[Image point grounding data]
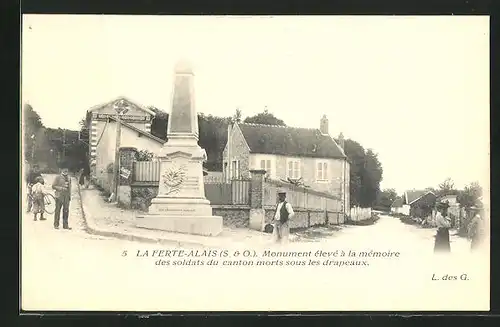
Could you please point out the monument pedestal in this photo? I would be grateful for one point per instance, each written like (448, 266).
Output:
(181, 205)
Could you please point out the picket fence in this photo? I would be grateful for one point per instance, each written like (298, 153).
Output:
(217, 191)
(358, 214)
(146, 171)
(300, 197)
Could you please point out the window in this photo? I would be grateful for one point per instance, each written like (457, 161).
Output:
(321, 171)
(235, 169)
(293, 169)
(266, 165)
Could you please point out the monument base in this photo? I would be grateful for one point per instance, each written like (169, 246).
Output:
(181, 215)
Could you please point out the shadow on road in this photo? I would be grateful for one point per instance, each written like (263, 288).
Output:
(315, 234)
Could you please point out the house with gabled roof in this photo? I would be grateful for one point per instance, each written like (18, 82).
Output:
(135, 133)
(419, 203)
(398, 207)
(308, 154)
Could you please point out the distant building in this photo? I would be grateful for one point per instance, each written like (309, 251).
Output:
(135, 132)
(418, 203)
(398, 208)
(309, 154)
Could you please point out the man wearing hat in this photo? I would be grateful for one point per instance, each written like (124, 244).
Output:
(284, 212)
(443, 224)
(62, 187)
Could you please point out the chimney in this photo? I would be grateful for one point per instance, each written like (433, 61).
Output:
(323, 126)
(341, 140)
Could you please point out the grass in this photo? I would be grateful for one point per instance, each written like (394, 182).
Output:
(315, 233)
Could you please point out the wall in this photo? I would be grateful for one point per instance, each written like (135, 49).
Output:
(305, 218)
(129, 138)
(308, 172)
(238, 151)
(358, 214)
(405, 210)
(233, 216)
(97, 126)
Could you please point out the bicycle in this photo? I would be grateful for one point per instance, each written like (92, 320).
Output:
(48, 199)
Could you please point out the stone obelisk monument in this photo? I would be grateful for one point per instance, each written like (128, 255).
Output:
(181, 205)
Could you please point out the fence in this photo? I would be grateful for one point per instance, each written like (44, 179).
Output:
(358, 214)
(217, 191)
(146, 171)
(235, 192)
(301, 197)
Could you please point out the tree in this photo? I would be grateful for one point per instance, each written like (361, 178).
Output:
(265, 118)
(159, 123)
(365, 174)
(237, 116)
(470, 196)
(371, 177)
(386, 198)
(446, 187)
(32, 125)
(468, 199)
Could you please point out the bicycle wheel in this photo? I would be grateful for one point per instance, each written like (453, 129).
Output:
(29, 203)
(50, 203)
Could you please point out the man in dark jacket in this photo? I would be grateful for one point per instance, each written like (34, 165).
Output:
(31, 178)
(62, 187)
(284, 212)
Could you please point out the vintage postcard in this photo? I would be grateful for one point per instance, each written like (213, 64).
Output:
(255, 163)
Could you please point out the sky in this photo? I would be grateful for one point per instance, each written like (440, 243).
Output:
(415, 89)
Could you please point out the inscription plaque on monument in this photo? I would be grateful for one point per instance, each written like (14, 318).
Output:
(181, 205)
(181, 113)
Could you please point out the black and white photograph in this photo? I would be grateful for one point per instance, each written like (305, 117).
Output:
(255, 163)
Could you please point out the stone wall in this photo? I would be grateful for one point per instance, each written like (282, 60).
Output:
(233, 216)
(307, 218)
(142, 194)
(239, 215)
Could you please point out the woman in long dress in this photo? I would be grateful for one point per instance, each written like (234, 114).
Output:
(475, 232)
(443, 224)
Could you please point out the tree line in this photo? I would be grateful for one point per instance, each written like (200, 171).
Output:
(365, 173)
(54, 148)
(468, 197)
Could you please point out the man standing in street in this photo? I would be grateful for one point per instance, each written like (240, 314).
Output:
(62, 187)
(31, 178)
(284, 212)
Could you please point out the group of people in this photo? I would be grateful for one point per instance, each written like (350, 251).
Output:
(443, 224)
(62, 194)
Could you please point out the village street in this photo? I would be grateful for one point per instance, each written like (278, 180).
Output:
(71, 270)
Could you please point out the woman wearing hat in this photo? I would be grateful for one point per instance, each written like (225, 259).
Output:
(38, 202)
(443, 224)
(284, 212)
(475, 231)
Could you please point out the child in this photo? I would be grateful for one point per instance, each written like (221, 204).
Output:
(38, 201)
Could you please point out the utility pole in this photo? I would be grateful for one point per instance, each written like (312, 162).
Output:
(121, 107)
(64, 145)
(33, 146)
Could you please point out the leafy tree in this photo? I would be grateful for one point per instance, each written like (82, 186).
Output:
(446, 187)
(470, 196)
(386, 198)
(144, 155)
(32, 125)
(265, 118)
(237, 116)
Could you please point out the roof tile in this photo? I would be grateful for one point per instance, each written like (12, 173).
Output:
(289, 141)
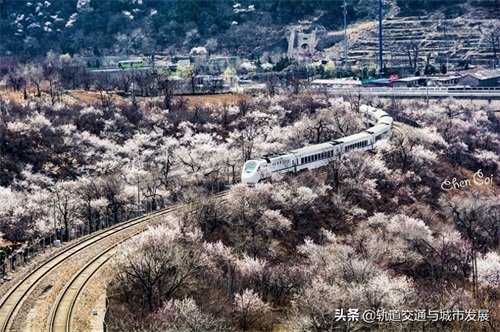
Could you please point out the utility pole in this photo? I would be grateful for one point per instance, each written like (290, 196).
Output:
(380, 46)
(345, 34)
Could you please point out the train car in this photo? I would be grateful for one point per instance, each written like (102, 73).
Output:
(130, 64)
(319, 155)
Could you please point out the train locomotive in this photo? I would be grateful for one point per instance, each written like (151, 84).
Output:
(314, 156)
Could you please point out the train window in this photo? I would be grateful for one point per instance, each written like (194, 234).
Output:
(250, 166)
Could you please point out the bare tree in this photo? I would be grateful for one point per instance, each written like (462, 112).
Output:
(491, 36)
(412, 50)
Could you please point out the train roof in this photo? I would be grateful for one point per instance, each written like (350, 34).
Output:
(377, 129)
(313, 148)
(354, 138)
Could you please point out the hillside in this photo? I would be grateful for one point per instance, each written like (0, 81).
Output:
(141, 27)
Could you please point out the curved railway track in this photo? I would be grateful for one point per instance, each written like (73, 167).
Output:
(62, 312)
(16, 296)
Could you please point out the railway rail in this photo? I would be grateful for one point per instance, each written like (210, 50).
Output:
(62, 312)
(13, 300)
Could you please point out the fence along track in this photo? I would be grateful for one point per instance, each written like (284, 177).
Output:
(12, 301)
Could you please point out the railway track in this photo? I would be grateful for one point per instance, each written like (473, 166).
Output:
(13, 300)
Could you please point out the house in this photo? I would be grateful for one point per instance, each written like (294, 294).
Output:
(485, 78)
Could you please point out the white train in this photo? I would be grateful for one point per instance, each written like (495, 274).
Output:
(314, 156)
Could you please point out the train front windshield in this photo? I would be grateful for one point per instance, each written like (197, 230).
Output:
(250, 166)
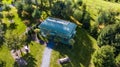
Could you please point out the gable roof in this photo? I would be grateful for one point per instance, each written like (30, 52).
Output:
(58, 26)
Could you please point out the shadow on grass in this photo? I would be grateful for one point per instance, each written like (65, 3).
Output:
(29, 59)
(2, 63)
(81, 53)
(13, 26)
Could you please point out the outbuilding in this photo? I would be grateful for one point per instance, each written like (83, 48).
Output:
(58, 28)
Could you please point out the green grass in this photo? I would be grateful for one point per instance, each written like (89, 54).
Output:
(80, 54)
(94, 7)
(6, 56)
(35, 48)
(7, 1)
(36, 51)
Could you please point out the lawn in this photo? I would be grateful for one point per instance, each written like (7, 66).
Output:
(34, 58)
(80, 54)
(6, 56)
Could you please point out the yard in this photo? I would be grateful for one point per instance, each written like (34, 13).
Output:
(36, 49)
(80, 54)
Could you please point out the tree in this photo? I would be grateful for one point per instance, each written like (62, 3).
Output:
(14, 42)
(19, 7)
(104, 57)
(36, 14)
(6, 7)
(27, 11)
(2, 63)
(117, 60)
(1, 34)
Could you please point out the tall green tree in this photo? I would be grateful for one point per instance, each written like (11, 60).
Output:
(104, 57)
(14, 41)
(36, 14)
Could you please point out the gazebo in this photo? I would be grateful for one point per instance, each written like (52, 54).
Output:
(58, 28)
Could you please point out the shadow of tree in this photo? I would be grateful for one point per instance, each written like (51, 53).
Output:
(30, 60)
(81, 52)
(2, 63)
(13, 26)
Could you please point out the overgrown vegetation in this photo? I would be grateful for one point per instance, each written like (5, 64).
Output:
(100, 18)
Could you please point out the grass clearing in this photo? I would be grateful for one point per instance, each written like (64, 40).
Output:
(37, 51)
(80, 54)
(35, 48)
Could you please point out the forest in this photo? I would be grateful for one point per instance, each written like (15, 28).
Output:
(97, 41)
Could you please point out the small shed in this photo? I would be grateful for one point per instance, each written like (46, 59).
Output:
(64, 30)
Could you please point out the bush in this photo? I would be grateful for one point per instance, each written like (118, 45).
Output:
(104, 57)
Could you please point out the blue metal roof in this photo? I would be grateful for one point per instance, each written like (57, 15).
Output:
(59, 27)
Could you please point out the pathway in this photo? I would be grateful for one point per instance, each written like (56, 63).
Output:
(47, 54)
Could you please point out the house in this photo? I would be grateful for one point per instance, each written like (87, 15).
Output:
(59, 29)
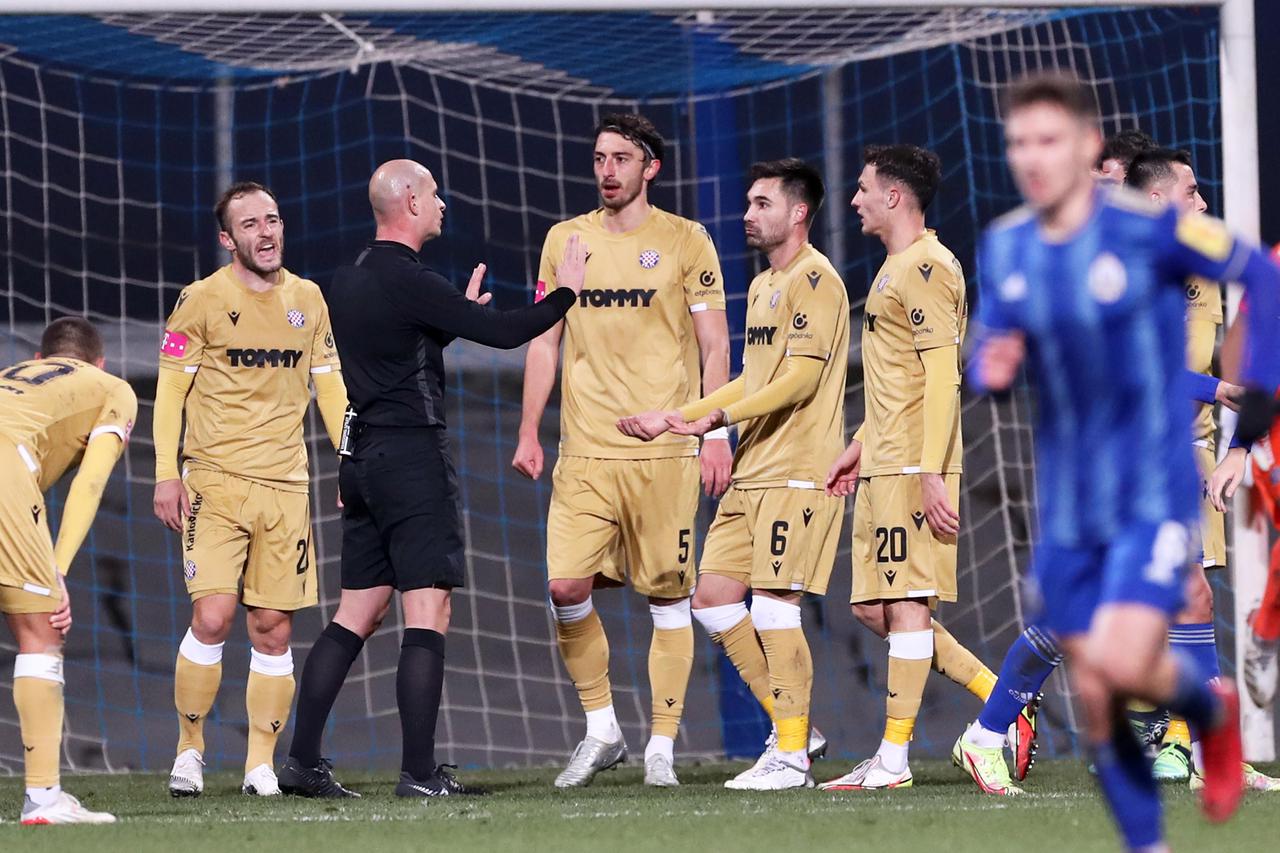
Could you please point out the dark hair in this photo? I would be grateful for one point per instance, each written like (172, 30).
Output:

[Task to complete]
Whenever a line in the records contains the word "roof", copy that line.

[Your solution]
Could you please point out the house with gabled roof in this photo? I would be grateful for one point per instance, each written like (18, 82).
Could you please point out the roof tile in this photo? I would be grateful for one point per instance, each written like (12, 173).
Could you please point out the train roof in this photo? I would be grateful for one point per instance, each written like (350, 34).
Could you please point out the gable roof in this photo? I would be grateful for one point per instance, each written like (30, 52).
Could you please point out the blue metal roof in this photo? I would be grateful for one point per instance, each written like (57, 15).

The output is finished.